» What is needed: Show every line that contains the string "countertop", treating uppercase and lowercase letters as different.

----

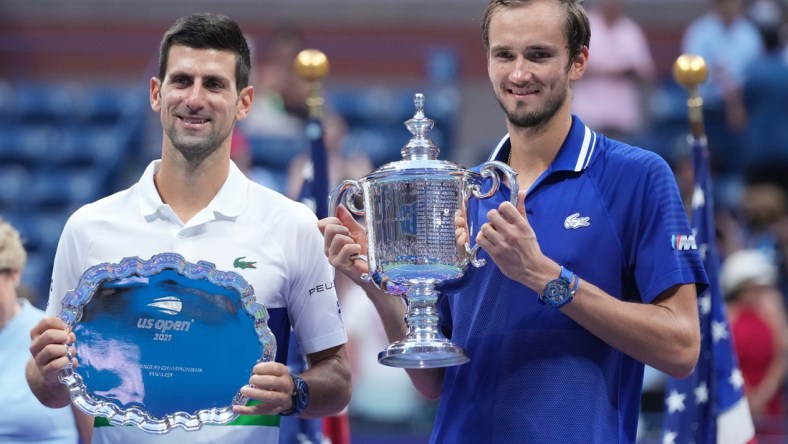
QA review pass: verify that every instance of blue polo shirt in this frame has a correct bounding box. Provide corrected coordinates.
[432,117,707,444]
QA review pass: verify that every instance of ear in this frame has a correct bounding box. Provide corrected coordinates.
[150,77,161,112]
[235,85,254,120]
[569,46,588,82]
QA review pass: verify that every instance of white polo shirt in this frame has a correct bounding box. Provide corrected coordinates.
[47,160,347,444]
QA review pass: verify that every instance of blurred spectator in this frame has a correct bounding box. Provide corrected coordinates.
[287,112,432,434]
[572,0,656,143]
[741,182,788,263]
[742,0,788,180]
[287,112,373,199]
[0,219,78,444]
[720,249,788,438]
[241,24,309,138]
[682,0,763,199]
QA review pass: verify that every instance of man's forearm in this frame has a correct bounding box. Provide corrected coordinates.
[25,359,71,408]
[299,344,352,418]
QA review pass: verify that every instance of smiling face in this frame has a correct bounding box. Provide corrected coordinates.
[487,1,588,129]
[150,45,254,158]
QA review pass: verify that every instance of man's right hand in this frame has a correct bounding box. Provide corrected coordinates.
[26,316,76,408]
[317,205,369,285]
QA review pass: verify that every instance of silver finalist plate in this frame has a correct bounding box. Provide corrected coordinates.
[59,253,276,433]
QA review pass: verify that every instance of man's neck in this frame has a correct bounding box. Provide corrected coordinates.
[508,112,572,190]
[153,151,230,223]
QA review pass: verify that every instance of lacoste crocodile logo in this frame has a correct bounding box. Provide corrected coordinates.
[148,296,183,315]
[564,213,591,230]
[233,256,257,270]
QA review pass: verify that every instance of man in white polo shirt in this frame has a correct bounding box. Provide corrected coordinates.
[27,14,351,443]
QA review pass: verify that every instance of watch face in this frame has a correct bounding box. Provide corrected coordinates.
[544,278,572,305]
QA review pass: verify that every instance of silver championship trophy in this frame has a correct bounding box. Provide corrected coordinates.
[329,94,518,368]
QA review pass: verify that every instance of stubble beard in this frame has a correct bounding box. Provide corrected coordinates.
[166,125,230,161]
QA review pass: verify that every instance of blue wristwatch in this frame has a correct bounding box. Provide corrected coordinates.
[280,375,309,416]
[538,267,580,308]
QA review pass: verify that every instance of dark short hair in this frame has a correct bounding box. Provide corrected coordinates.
[159,12,252,92]
[482,0,591,63]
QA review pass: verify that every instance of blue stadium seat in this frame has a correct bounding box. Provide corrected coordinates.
[248,135,309,171]
[0,165,31,212]
[14,82,78,122]
[28,168,102,212]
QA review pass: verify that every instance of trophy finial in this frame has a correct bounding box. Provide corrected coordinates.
[295,49,330,82]
[400,93,440,160]
[673,54,708,138]
[673,54,708,89]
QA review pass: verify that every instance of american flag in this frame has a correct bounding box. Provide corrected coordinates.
[662,136,755,444]
[298,118,328,219]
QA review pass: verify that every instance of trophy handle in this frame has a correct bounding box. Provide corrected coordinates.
[465,160,520,268]
[328,179,364,216]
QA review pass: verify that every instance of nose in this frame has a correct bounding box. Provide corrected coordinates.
[509,57,531,83]
[186,82,205,111]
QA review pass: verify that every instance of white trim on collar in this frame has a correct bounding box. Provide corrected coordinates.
[575,126,596,172]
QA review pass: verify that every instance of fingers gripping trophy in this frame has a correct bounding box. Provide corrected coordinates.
[329,93,518,368]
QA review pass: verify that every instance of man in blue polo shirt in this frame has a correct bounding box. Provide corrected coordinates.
[319,0,707,444]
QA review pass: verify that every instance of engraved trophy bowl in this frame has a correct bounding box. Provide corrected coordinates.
[329,93,518,368]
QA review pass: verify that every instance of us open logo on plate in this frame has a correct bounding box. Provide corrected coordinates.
[148,296,183,316]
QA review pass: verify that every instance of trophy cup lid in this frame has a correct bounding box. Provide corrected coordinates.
[362,93,471,181]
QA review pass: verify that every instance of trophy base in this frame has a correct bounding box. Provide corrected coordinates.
[378,339,470,368]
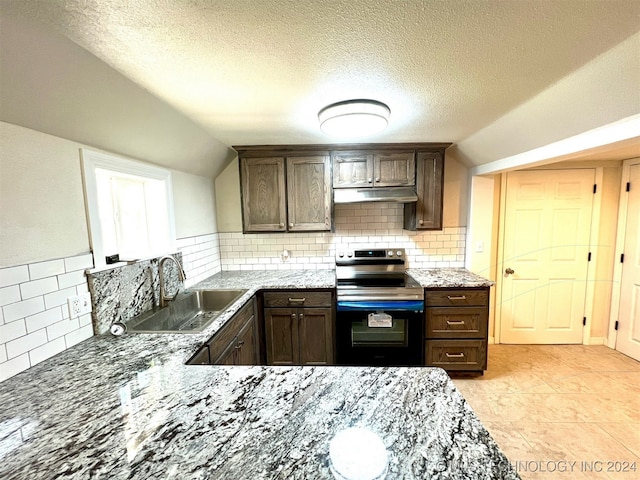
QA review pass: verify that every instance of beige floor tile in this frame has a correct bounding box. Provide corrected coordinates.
[547,371,640,397]
[454,345,640,480]
[597,423,640,458]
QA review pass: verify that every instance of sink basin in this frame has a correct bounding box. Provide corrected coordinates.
[127,289,247,333]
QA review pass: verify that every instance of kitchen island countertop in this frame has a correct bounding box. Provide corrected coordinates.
[0,271,518,480]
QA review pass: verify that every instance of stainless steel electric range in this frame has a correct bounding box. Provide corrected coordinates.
[336,248,424,366]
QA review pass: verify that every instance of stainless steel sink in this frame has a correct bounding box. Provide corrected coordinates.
[126,289,247,333]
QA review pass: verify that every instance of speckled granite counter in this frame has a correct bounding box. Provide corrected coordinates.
[407,268,494,288]
[193,270,336,291]
[0,271,518,480]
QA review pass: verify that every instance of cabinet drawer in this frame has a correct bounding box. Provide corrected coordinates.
[425,289,489,307]
[425,307,488,339]
[264,290,331,307]
[208,298,254,362]
[424,340,487,370]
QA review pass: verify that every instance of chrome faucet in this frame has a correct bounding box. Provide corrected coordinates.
[158,255,187,308]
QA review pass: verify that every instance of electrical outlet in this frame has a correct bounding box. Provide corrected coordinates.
[67,292,91,318]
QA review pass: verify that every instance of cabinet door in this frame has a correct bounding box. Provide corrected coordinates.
[331,152,373,188]
[236,315,258,365]
[298,308,335,365]
[287,155,331,232]
[241,157,287,232]
[404,152,444,230]
[373,152,416,187]
[264,308,299,365]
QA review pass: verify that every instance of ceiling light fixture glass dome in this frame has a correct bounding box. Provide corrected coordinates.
[318,99,391,138]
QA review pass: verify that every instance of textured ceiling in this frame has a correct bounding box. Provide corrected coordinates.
[1,0,640,172]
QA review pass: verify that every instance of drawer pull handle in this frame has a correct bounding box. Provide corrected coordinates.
[445,352,464,358]
[447,320,464,325]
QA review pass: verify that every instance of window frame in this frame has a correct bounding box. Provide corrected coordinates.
[80,148,176,268]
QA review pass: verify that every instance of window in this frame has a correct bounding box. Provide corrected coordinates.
[80,149,175,267]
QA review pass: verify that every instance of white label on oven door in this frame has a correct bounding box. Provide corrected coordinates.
[367,313,393,328]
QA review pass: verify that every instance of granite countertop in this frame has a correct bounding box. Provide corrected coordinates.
[0,271,518,480]
[407,268,494,288]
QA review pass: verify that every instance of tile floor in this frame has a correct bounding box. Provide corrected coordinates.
[454,345,640,480]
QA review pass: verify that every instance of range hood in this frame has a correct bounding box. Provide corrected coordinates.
[333,187,418,203]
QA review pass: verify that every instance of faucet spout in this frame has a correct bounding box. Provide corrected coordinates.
[158,255,187,308]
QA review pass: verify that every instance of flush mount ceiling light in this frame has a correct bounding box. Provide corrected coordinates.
[318,100,391,137]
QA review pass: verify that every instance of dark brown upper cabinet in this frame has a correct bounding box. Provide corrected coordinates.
[240,155,332,233]
[331,151,416,188]
[233,143,451,233]
[404,151,444,230]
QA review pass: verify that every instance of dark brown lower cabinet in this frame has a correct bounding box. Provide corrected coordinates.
[264,291,335,365]
[208,298,260,365]
[424,287,489,374]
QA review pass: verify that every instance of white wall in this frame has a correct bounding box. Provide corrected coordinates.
[0,122,89,262]
[171,170,217,238]
[0,122,225,381]
[457,33,640,167]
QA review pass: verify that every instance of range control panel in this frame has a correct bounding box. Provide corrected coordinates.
[336,248,404,260]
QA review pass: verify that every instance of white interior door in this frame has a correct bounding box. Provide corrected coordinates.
[498,169,595,344]
[616,164,640,360]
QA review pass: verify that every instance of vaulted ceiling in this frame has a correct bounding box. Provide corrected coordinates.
[0,0,640,173]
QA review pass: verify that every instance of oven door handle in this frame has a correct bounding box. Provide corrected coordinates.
[337,300,424,312]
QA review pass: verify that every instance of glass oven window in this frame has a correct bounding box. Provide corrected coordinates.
[351,318,408,347]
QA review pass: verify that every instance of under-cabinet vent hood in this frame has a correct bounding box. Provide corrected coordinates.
[333,187,418,203]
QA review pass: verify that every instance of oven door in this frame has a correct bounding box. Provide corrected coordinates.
[336,301,424,366]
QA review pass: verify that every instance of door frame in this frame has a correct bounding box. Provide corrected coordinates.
[493,165,604,345]
[605,157,640,350]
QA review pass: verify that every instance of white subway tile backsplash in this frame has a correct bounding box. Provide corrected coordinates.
[6,329,47,358]
[64,253,93,272]
[177,233,222,287]
[29,337,67,366]
[46,318,80,341]
[25,307,63,333]
[64,324,93,348]
[0,319,27,344]
[58,270,87,288]
[2,296,45,323]
[0,353,31,382]
[0,253,93,381]
[78,313,91,327]
[0,285,22,307]
[44,287,78,309]
[20,276,58,300]
[29,258,65,280]
[0,265,29,287]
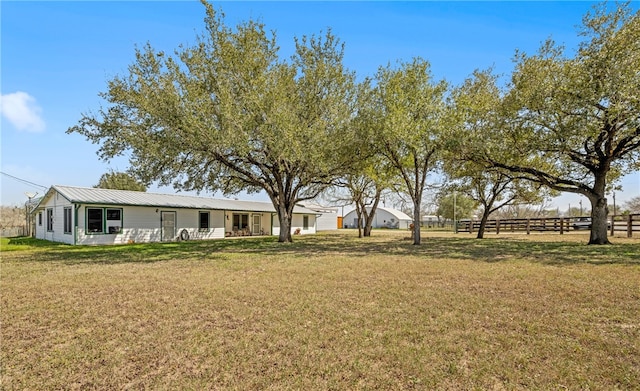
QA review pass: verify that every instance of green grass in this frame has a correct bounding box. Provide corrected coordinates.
[0,231,640,390]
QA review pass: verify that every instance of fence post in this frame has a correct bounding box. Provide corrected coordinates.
[611,215,616,236]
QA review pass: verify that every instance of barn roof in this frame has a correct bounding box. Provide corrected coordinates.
[33,185,316,214]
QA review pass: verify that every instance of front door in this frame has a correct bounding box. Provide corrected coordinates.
[160,212,176,242]
[252,215,262,235]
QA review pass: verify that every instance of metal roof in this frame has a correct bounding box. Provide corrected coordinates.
[40,185,316,214]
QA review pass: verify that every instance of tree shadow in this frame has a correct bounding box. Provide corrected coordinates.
[5,232,640,266]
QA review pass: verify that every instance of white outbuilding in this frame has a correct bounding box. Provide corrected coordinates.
[33,186,317,244]
[343,207,413,229]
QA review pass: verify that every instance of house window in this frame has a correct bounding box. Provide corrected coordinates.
[87,208,122,234]
[87,208,104,234]
[233,214,249,231]
[63,208,71,234]
[47,208,53,232]
[198,212,209,231]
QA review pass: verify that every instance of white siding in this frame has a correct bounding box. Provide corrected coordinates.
[77,205,224,244]
[273,213,316,236]
[34,188,317,245]
[344,208,413,229]
[316,213,338,231]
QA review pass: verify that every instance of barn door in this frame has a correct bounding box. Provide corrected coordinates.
[160,212,176,242]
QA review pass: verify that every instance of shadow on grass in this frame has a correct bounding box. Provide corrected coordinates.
[3,233,640,266]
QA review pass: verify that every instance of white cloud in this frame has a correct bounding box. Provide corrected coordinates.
[0,91,45,132]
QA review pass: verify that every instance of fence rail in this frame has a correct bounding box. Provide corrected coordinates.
[456,214,640,237]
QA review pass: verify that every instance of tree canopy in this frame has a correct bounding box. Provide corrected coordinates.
[485,3,640,244]
[94,171,147,191]
[368,58,451,244]
[68,0,357,242]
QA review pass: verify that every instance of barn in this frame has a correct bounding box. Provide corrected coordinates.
[33,185,317,245]
[300,202,338,231]
[343,207,413,229]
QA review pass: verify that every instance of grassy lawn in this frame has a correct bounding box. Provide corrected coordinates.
[0,231,640,390]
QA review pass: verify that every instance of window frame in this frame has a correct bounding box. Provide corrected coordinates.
[198,211,211,232]
[62,206,73,235]
[231,213,250,231]
[84,206,124,235]
[47,208,53,232]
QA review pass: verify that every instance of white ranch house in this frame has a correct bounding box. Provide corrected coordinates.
[343,207,413,229]
[33,186,318,245]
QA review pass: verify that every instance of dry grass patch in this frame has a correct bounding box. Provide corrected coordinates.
[0,232,640,390]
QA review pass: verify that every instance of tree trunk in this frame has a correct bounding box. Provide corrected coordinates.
[476,207,489,239]
[356,202,366,238]
[413,197,422,245]
[278,208,293,243]
[589,196,611,244]
[362,188,382,237]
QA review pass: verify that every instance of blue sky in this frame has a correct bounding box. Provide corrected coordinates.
[0,1,640,209]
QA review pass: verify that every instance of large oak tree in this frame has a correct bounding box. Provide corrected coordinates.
[68,0,357,242]
[487,3,640,244]
[444,70,545,239]
[375,58,451,245]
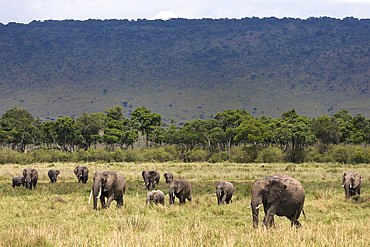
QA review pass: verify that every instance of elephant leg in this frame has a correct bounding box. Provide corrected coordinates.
[116,196,123,208]
[263,207,276,228]
[107,191,114,208]
[100,195,106,208]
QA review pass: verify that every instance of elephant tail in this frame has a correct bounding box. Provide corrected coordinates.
[302,208,306,219]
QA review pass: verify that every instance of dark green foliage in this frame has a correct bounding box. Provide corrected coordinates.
[0,17,370,123]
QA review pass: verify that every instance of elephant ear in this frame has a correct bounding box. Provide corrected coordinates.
[267,179,286,203]
[176,182,185,193]
[149,171,157,179]
[104,171,117,191]
[352,174,361,188]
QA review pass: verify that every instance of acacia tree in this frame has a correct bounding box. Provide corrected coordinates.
[0,106,40,152]
[76,112,106,150]
[215,109,250,160]
[310,115,342,154]
[270,109,316,163]
[131,106,162,146]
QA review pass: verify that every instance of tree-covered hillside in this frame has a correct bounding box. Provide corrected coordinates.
[0,18,370,123]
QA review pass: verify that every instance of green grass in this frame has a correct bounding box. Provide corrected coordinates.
[0,163,370,246]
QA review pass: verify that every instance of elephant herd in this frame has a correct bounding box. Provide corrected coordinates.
[12,165,363,228]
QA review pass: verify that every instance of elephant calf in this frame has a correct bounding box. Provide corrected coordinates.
[12,176,24,188]
[141,171,161,190]
[48,169,60,183]
[342,171,362,198]
[163,172,173,184]
[251,174,305,228]
[23,168,39,190]
[168,179,191,205]
[216,181,234,205]
[73,165,89,184]
[146,190,164,206]
[89,170,126,210]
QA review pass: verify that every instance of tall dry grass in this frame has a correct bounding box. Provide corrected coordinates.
[0,163,370,246]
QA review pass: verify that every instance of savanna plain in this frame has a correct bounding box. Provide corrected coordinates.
[0,163,370,246]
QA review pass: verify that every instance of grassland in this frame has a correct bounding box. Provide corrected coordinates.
[0,163,370,246]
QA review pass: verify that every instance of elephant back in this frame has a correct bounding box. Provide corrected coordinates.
[275,174,305,202]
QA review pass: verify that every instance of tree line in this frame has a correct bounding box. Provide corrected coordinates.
[0,106,370,163]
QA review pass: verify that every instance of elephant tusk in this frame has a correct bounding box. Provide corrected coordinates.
[96,188,101,198]
[89,189,92,204]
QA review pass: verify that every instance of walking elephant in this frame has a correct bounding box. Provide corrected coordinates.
[23,168,39,190]
[163,172,173,184]
[12,176,24,188]
[342,171,362,198]
[168,179,191,205]
[216,181,234,205]
[141,171,161,190]
[251,174,305,228]
[73,165,89,184]
[48,169,60,183]
[146,190,164,206]
[89,170,126,210]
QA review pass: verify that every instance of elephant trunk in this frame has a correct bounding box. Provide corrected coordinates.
[251,200,261,228]
[216,190,221,205]
[168,189,175,205]
[92,182,101,210]
[344,181,351,198]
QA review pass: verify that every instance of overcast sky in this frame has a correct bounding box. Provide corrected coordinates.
[0,0,370,24]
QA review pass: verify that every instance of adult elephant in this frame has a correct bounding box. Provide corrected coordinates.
[73,165,89,184]
[146,190,164,206]
[23,168,39,190]
[12,176,24,188]
[48,169,60,183]
[216,181,234,205]
[168,179,191,205]
[251,174,305,228]
[141,171,161,190]
[163,172,173,184]
[342,171,362,198]
[89,170,126,210]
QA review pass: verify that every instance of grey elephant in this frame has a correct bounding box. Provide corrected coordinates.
[141,171,161,190]
[23,168,39,190]
[12,176,24,188]
[146,190,164,206]
[48,169,60,183]
[168,179,191,205]
[216,181,234,205]
[73,165,89,184]
[251,174,305,228]
[342,171,362,198]
[163,172,173,184]
[89,170,126,210]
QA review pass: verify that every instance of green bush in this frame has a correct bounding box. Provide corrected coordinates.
[255,147,284,163]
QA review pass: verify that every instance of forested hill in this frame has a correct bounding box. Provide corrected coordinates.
[0,18,370,123]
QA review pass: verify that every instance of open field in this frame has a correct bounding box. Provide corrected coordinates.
[0,163,370,246]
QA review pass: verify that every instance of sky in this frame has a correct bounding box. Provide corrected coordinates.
[0,0,370,24]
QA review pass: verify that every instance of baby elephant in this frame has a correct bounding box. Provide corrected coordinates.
[216,181,234,205]
[48,169,60,183]
[12,176,24,188]
[342,171,362,198]
[146,190,164,206]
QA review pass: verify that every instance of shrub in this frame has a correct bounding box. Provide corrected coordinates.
[255,147,284,163]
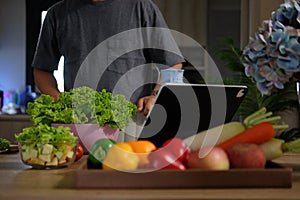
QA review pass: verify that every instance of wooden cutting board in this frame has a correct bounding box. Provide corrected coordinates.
[72,160,293,189]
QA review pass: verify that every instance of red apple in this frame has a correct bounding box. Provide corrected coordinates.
[187,147,230,170]
[227,143,266,168]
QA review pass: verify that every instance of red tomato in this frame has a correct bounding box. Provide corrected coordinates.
[75,144,84,161]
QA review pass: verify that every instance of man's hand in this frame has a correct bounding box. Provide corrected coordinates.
[137,95,155,116]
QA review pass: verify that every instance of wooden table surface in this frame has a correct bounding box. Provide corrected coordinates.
[0,153,300,200]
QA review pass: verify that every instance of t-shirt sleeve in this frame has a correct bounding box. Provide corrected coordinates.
[143,1,185,66]
[32,10,61,71]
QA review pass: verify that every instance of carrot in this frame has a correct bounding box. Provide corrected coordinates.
[217,122,275,150]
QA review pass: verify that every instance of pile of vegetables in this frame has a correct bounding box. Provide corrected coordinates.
[27,86,137,129]
[88,108,300,171]
[184,107,300,160]
[87,138,190,171]
[15,124,78,167]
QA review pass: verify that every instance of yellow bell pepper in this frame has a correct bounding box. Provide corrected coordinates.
[102,142,140,171]
[127,140,156,168]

----

» Exercise output:
QA review pass: verify that every instance of kitchen island countertop in this frame has a correct bounding box. Provide corrected coordinates.
QA review pass: verify that every instance of granite countertop in this frame has a correct bounding box. Provide corrected coordinates.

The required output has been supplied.